- Work instructions -
Look through the material below and report every line that includes "crate".

┄┄┄┄┄┄┄┄┄┄

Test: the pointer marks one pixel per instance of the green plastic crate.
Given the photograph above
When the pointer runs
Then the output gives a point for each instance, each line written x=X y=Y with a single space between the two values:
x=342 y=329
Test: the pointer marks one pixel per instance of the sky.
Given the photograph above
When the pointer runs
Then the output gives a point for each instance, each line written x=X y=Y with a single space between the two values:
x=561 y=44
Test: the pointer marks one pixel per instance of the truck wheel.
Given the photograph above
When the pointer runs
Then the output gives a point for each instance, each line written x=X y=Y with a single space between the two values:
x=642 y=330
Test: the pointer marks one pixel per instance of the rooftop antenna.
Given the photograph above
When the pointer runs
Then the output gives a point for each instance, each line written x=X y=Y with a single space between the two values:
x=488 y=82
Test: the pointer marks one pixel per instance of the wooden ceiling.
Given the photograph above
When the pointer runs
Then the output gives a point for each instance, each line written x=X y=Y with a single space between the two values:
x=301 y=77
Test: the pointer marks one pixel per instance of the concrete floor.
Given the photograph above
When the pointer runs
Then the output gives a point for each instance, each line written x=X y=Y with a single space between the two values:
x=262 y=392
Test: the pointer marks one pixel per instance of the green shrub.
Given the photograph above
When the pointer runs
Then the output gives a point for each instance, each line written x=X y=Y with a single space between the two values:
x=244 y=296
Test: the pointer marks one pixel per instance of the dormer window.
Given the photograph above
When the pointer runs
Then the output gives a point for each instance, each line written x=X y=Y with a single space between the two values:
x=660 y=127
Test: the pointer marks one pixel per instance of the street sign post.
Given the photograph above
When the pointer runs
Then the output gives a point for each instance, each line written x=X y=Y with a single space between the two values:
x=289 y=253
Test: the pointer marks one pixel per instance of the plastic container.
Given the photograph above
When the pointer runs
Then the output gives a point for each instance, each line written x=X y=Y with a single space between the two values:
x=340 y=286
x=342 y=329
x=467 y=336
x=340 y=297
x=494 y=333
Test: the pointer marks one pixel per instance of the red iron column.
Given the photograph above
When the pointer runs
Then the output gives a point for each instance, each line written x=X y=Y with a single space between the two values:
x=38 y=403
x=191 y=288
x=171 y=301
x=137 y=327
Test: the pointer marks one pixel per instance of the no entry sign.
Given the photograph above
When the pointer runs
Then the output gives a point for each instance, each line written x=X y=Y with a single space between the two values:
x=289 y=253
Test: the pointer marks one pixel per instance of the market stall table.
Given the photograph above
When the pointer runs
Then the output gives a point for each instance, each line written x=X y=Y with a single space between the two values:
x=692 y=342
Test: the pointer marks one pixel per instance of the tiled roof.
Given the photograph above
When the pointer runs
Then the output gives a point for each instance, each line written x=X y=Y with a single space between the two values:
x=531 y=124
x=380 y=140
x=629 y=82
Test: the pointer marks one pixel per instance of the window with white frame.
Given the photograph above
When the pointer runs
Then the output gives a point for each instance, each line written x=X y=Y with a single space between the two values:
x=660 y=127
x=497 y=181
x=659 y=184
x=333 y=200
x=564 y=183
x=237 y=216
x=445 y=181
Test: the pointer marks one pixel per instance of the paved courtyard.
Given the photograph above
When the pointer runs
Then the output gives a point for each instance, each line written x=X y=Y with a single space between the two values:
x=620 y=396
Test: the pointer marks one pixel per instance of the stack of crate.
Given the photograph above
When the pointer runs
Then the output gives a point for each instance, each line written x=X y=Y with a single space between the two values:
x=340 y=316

┄┄┄┄┄┄┄┄┄┄

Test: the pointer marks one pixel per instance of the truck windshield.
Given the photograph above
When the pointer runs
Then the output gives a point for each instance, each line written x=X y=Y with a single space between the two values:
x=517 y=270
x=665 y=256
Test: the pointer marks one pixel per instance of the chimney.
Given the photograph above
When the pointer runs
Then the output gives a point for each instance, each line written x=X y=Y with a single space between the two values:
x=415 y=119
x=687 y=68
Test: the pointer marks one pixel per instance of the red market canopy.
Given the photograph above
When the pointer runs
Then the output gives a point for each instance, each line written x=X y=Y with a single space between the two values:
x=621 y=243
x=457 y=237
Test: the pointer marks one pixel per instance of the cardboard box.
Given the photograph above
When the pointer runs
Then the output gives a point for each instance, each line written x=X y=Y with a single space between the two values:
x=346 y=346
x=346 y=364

┄┄┄┄┄┄┄┄┄┄

- Written response -
Test: the pointer marks one pixel per instance of the green plastic crate.
Test: the pointer marks one pixel per instance of the stack of crate.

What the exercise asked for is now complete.